* TEXT UNDER STUDY *
━━━━━━

That’s just one of the many ways that Black creates a memorable experience for his pharmacy students, who appreciate the teacher’s availability and flexibility, and are even working to create the Douglas Black Endowed Pharm.D. Award in his honor. It will be given to a student who exemplifies Black’s work ethic, passion and dedication to his field.

“I have never seen a professor take teaching so personally,” says Tom Gilginas, ’06, a pharmacy graduate. “He frequently took student feedback and adjusted his teaching style immediately.”

Black has had his share of challenges in learning how to reach his students. “I don’t think I had any idea [in the beginning] how difficult it is to be effective. It really isn’t about standing up in front of a lecture hall and talking.” Where once Black spent 90 percent of his time preparing materials he thought conveyed the most important ideas to his students, today he finds it more effective to devote more time to thinking about his students’ perspectives. “I think about the audience,” he says. “If I can’t communicate effectively, it doesn’t matter how much I’ve prepared the materials.”

━━━━━━

* Source data *
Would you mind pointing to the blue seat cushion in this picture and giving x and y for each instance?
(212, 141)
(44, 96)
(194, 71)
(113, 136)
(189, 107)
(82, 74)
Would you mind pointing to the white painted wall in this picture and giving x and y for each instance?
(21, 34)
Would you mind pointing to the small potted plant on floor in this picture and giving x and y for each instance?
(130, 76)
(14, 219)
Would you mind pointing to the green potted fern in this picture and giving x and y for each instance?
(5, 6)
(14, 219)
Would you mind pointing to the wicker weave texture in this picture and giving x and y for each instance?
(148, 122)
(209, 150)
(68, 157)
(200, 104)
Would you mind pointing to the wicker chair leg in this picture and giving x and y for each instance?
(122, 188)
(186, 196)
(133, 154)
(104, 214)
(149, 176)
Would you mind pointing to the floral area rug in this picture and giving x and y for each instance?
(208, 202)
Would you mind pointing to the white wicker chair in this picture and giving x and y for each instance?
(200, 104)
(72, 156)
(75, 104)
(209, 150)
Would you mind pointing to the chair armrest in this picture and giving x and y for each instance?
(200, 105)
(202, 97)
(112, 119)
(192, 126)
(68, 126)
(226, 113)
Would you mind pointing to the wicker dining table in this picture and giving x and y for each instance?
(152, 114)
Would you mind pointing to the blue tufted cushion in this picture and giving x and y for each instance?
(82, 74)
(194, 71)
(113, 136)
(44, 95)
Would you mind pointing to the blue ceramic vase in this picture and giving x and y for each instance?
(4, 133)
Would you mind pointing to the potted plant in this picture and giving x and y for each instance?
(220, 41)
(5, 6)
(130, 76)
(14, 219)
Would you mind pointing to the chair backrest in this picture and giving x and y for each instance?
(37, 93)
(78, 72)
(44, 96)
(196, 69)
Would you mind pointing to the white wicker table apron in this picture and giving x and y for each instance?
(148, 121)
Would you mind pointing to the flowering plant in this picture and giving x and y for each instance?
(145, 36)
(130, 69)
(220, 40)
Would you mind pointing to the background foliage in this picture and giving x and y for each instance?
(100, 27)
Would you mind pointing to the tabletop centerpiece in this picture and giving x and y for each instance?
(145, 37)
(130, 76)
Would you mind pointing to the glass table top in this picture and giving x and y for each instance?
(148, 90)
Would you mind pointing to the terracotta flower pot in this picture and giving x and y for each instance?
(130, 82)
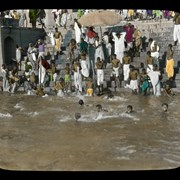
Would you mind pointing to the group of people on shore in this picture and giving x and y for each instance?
(116, 49)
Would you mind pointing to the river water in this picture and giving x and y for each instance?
(41, 133)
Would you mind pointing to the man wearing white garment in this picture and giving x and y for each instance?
(119, 46)
(76, 68)
(85, 66)
(100, 75)
(115, 71)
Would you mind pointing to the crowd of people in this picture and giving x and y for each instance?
(115, 49)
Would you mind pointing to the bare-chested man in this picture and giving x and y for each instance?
(149, 61)
(100, 75)
(115, 70)
(126, 67)
(58, 40)
(133, 75)
(77, 76)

━━━━━━

* GOAL OF THE EXERCISE *
Carry on with the profile of pharmacy professor Douglas Black, picking up after its last sentence.

* TASK OUTPUT *
Black’s passion for his work is evident; after all, not many people can describe infectious diseases as “enthralling” and “thrilling” as Black does. Staying on top of his specialty, however, can be as tricky as the mountains Black loves to scale. “Medicine changes so fast. It’s hard year after year to read everything new that comes out.”

Meanwhile, Black is preparing to add to the body of that hard-to-keep-up-with information on infectious diseases. Though he laughingly admits that “the world doesn’t need another book on antibiotics,” he will soon be getting at least some of his expertise down on paper, in the form of a regular column in his department’s monthly newsletter: “It’s time to start writing this stuff down.”

As for personal goals, he and a former student, who has been climbing with him since the late 1990s, are hoping to scale Mount McKinley within the next two years.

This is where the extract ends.